* WORK INSTRUCTION *
Rewrite the review of Rent starting at the words "Rapp’s Mark is" and stopping after "Or do they?", changing "documentary" to "movie".

Angel: “It’s for people with AIDS.”
Angel: “Like me.”
Tom: “Me too.”
Thankfully such Beavis & Butthead-esque dialogue is kept to a minimum since barely anyone has a complete conversation of any meaning before bursting into song….where the same kind of dialogue is set to music! (“You….Me….Mimi!”). If we’re going to forego the dramas of friendship, romance and the crippling disease which plagued the homosexual community back in the eighties (the play is set in 1989) then it must be the songs we can look to in order to dispel the funkification of a collection of characters that hippies would have been embarrassed to be around.
I counted at least 21 songs in Rent – and that’s cut DOWN from the stage version. By missing or not counting reprises, the soundtrack has 28 listings. The original cast recording has 43. FORTY-THREE!!! Evita had 31 tracks and it was ALL song. The opening number, "Seasons of Love", was an earsore the minute I heard it but its grown on me if for no other reason then it being one of the three memorable songs and maybe the only one that sounds like it belongs in a songwriter’s portfolio. My ears also stopped bleeding during the recurring “There’s Only Us” anthem and Rosario Dawson’s number “Out Tonight” which is the only number capable of providing an insight into what any of the characters are all about.
Rapp’s Mark is one of those generic film school rejects making a documentary that nobody in their right mind would want to see except its subjects (on the only Bolex camera in existence that apparently records sound) which he wouldn’t sell anyway. There’s jealousy between Joanne and Maureen because there will always be women in rubber flirting with her. Maureen’s words, I swear to God. Despite singing in every other scene, the Daltrey-esque Roger is taking an entire year to write a love ballad so trite that you could hear the collective embarrassment of every hair band of the 80s. And everyone else has AIDS. Or do they?

* DATA LISTING *
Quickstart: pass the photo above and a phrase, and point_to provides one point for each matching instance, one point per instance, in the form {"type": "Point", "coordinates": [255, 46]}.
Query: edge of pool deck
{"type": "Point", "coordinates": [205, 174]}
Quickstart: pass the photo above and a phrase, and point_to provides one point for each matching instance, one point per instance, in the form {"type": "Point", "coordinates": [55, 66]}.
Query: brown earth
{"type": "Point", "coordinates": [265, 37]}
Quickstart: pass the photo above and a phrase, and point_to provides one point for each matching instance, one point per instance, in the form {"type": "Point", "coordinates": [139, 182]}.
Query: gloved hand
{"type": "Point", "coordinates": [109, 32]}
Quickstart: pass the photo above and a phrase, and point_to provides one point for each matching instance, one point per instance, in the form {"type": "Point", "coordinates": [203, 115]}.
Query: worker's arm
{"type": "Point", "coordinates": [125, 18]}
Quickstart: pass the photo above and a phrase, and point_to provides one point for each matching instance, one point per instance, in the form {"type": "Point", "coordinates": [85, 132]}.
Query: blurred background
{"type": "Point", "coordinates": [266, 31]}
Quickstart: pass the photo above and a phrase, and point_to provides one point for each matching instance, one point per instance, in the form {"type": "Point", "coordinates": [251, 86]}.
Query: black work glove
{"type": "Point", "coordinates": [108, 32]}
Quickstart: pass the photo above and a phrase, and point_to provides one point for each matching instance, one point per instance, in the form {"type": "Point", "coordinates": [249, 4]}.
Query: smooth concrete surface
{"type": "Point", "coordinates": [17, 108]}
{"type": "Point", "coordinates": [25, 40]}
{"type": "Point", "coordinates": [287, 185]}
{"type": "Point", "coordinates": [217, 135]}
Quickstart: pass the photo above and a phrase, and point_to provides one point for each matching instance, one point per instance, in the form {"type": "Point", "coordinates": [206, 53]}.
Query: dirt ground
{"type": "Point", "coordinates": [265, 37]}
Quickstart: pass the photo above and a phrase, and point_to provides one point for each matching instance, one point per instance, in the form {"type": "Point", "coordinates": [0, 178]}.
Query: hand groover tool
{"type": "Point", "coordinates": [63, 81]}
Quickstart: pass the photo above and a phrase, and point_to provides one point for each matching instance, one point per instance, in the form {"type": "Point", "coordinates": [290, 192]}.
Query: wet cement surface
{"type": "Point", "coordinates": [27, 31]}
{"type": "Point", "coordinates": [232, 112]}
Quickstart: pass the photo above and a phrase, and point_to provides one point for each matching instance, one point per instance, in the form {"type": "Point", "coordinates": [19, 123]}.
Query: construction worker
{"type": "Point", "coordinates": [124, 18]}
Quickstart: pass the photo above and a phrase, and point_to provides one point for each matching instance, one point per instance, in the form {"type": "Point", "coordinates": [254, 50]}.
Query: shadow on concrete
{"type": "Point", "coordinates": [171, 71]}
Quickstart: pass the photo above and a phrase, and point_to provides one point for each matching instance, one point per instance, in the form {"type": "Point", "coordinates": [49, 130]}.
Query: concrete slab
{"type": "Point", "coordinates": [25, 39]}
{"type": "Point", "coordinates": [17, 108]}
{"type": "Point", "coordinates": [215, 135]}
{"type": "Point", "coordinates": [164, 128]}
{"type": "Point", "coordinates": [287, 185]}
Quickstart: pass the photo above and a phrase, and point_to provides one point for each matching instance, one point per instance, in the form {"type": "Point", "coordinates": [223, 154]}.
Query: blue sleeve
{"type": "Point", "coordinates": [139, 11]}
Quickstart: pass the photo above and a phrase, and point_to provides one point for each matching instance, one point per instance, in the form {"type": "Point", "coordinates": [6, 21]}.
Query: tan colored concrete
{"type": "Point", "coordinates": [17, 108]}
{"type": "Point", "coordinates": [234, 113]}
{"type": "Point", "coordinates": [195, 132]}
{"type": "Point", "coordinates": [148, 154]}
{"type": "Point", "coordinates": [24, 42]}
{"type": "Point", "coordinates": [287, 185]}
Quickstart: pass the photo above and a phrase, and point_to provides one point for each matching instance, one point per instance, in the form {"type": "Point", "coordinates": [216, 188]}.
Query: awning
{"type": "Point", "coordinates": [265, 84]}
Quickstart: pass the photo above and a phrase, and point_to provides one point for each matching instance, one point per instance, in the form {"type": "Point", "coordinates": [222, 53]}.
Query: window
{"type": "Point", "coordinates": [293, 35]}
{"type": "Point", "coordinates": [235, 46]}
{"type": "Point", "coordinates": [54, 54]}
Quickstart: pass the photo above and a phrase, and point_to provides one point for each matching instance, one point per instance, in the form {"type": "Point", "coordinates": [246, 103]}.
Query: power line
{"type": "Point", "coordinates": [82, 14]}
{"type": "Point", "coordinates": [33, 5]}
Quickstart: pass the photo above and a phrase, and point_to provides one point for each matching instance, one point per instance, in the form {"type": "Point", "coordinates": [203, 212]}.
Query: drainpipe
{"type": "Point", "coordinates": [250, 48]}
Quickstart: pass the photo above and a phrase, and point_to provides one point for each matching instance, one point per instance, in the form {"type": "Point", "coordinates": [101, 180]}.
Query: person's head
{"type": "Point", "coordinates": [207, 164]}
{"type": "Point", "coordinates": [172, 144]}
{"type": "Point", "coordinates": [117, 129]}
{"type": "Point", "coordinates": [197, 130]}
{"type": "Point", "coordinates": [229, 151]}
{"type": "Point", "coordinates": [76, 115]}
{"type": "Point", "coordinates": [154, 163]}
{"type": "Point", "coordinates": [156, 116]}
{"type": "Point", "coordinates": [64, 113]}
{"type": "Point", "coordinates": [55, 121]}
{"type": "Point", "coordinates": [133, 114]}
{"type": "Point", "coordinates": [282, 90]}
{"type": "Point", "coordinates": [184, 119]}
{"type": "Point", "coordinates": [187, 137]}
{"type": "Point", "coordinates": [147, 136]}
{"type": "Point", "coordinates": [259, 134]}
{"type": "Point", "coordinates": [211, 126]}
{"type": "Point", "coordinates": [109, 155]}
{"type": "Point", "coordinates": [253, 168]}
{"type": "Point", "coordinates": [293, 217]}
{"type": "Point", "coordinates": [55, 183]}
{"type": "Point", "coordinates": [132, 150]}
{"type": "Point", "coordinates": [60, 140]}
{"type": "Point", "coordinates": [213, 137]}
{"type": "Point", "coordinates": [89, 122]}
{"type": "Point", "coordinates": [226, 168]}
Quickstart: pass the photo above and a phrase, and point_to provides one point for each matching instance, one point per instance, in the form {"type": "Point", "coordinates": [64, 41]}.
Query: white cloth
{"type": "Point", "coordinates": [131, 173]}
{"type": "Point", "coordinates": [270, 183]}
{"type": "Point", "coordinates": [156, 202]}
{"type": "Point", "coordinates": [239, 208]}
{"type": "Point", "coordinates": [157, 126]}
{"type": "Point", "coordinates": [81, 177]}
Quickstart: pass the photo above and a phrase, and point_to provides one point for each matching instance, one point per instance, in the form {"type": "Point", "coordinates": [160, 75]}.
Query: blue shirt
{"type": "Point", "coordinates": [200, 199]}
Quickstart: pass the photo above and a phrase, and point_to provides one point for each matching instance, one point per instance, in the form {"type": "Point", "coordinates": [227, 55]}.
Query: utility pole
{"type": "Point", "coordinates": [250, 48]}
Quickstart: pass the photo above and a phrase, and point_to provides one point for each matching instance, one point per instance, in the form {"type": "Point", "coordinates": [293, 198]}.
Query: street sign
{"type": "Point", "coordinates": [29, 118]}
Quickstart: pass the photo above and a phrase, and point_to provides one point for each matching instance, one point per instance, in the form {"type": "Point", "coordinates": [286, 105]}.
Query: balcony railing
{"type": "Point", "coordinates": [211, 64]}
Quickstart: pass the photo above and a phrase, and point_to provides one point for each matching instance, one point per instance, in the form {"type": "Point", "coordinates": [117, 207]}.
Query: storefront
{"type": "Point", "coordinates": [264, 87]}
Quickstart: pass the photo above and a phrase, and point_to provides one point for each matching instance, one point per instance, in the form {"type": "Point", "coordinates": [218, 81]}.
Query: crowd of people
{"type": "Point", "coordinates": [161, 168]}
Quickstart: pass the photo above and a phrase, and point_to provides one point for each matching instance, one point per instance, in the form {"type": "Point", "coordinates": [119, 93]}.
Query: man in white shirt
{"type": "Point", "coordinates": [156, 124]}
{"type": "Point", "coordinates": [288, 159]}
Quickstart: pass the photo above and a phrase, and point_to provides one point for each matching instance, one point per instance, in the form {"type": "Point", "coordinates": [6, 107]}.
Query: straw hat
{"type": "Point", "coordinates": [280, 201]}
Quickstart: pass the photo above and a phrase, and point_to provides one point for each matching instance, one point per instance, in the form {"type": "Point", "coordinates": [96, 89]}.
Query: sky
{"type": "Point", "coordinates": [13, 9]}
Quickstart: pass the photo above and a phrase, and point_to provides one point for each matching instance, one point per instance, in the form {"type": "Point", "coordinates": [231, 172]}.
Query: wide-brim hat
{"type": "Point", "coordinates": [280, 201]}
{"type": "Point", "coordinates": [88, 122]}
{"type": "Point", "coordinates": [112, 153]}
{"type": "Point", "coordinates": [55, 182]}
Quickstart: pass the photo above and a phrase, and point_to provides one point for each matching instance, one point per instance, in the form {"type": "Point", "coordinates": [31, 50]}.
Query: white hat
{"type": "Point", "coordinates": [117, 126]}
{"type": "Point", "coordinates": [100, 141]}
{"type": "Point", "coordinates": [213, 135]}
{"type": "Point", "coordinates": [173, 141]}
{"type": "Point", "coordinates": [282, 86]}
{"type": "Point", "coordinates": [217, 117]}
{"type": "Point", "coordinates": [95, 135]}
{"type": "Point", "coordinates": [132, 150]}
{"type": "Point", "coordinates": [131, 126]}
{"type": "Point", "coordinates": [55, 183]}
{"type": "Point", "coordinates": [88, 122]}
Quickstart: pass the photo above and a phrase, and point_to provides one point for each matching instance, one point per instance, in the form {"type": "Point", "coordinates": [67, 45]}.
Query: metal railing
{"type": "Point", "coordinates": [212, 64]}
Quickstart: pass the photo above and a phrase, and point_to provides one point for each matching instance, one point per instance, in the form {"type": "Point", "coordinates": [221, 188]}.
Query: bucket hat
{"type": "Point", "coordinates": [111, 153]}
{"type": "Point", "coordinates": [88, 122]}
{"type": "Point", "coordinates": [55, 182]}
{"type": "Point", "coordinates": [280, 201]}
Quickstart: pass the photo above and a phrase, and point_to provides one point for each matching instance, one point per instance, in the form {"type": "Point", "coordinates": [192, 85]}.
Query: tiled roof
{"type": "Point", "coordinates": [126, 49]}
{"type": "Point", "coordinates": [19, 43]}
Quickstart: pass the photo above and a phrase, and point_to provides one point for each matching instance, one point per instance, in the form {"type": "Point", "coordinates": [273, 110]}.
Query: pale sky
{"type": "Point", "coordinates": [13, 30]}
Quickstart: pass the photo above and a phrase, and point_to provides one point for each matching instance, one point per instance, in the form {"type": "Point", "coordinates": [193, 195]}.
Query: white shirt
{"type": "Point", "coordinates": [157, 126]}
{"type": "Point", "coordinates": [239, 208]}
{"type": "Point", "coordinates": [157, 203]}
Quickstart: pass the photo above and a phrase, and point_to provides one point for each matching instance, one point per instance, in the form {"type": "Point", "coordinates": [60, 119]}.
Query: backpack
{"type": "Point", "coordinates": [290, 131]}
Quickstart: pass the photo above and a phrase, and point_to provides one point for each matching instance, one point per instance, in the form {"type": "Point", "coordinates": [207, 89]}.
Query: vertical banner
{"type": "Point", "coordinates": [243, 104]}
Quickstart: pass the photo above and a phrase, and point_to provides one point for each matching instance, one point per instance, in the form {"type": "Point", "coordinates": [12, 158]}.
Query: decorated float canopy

* REPLY *
Rapp’s Mark is one of those generic film school rejects making a movie that nobody in their right mind would want to see except its subjects (on the only Bolex camera in existence that apparently records sound) which he wouldn’t sell anyway. There’s jealousy between Joanne and Maureen because there will always be women in rubber flirting with her. Maureen’s words, I swear to God. Despite singing in every other scene, the Daltrey-esque Roger is taking an entire year to write a love ballad so trite that you could hear the collective embarrassment of every hair band of the 80s. And everyone else has AIDS. Or do they?